EXERCISE REQUIREMENTS: Select every line of the rows below that contains the string "above", and copy each one. Count a line only if the letters match in case.

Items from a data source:

--------

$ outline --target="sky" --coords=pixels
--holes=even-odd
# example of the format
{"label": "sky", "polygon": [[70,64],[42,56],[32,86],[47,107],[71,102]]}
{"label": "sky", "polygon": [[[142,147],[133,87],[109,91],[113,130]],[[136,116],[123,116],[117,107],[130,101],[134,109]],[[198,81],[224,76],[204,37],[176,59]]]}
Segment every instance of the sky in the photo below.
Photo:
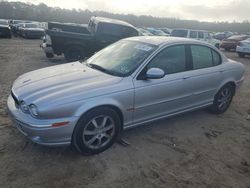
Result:
{"label": "sky", "polygon": [[[9,0],[18,1],[18,0]],[[151,15],[199,21],[250,19],[250,0],[20,0],[66,9],[103,10],[111,13]]]}

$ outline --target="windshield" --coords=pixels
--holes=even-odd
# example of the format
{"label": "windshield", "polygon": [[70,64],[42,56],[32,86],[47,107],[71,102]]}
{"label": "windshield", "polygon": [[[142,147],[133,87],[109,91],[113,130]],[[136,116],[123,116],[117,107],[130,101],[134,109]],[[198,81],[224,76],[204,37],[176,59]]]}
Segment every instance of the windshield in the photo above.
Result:
{"label": "windshield", "polygon": [[171,35],[174,36],[174,37],[187,37],[187,33],[188,31],[187,30],[173,30]]}
{"label": "windshield", "polygon": [[8,21],[0,20],[0,25],[8,25]]}
{"label": "windshield", "polygon": [[132,74],[155,49],[155,45],[122,40],[93,55],[86,65],[107,74],[125,77]]}

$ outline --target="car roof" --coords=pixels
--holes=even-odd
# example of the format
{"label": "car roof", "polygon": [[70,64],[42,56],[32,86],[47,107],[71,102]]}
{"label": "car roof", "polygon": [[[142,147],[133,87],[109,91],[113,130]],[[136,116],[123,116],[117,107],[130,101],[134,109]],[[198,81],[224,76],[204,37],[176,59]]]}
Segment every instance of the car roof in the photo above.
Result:
{"label": "car roof", "polygon": [[133,27],[135,28],[133,25],[122,21],[122,20],[116,20],[116,19],[112,19],[112,18],[104,18],[104,17],[93,17],[97,22],[108,22],[108,23],[113,23],[113,24],[119,24],[119,25],[123,25],[123,26],[127,26],[127,27]]}
{"label": "car roof", "polygon": [[143,43],[152,44],[155,46],[161,46],[161,45],[173,44],[173,43],[204,44],[204,42],[194,40],[194,39],[181,38],[181,37],[166,37],[166,36],[138,36],[138,37],[127,38],[124,40],[139,41]]}

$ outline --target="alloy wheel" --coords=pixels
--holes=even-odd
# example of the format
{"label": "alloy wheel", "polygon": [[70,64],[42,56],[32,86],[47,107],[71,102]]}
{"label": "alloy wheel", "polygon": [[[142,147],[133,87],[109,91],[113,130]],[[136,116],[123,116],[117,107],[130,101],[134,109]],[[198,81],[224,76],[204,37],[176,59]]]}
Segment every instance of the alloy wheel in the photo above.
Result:
{"label": "alloy wheel", "polygon": [[91,149],[106,146],[115,133],[114,120],[109,116],[98,116],[90,120],[83,130],[83,143]]}

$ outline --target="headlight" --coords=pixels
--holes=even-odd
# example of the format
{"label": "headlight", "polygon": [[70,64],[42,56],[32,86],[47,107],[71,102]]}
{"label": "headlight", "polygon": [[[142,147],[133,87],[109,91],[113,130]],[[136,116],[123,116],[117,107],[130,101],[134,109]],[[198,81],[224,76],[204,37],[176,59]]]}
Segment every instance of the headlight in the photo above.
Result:
{"label": "headlight", "polygon": [[30,109],[30,113],[33,116],[37,116],[38,115],[38,110],[37,110],[36,105],[34,105],[34,104],[29,105],[29,109]]}
{"label": "headlight", "polygon": [[20,102],[20,107],[21,107],[21,110],[22,110],[24,113],[29,112],[29,108],[28,108],[28,106],[26,105],[26,103],[25,103],[24,101],[21,101],[21,102]]}

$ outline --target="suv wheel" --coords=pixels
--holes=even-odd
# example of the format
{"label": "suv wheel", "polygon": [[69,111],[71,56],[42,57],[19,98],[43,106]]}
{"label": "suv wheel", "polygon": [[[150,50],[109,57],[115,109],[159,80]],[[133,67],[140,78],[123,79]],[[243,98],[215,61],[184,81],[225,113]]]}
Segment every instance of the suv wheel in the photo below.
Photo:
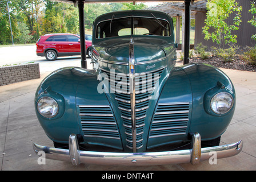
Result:
{"label": "suv wheel", "polygon": [[48,61],[54,61],[57,58],[57,53],[55,51],[49,50],[45,53],[45,57]]}

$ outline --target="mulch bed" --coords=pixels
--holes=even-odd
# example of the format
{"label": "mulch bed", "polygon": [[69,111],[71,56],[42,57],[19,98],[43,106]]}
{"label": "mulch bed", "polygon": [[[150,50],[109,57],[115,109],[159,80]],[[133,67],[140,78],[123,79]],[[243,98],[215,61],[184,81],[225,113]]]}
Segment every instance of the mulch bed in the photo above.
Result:
{"label": "mulch bed", "polygon": [[[182,61],[178,61],[178,62],[182,62]],[[205,60],[198,57],[190,59],[190,63],[206,63],[218,68],[256,72],[256,65],[249,64],[245,61],[241,60],[239,57],[236,57],[231,62],[226,63],[223,62],[221,59],[218,56],[209,57],[209,59]]]}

--------

RESPONSE TO THIS TASK:
Segment every instance of the windshield in the photo above.
Segment every instance of the car roof in the photo above.
Segment every instance of the alloy wheel in the photo above.
Segment every instance of the headlight in the photo above.
Segment every instance of the mulch bed in the photo above.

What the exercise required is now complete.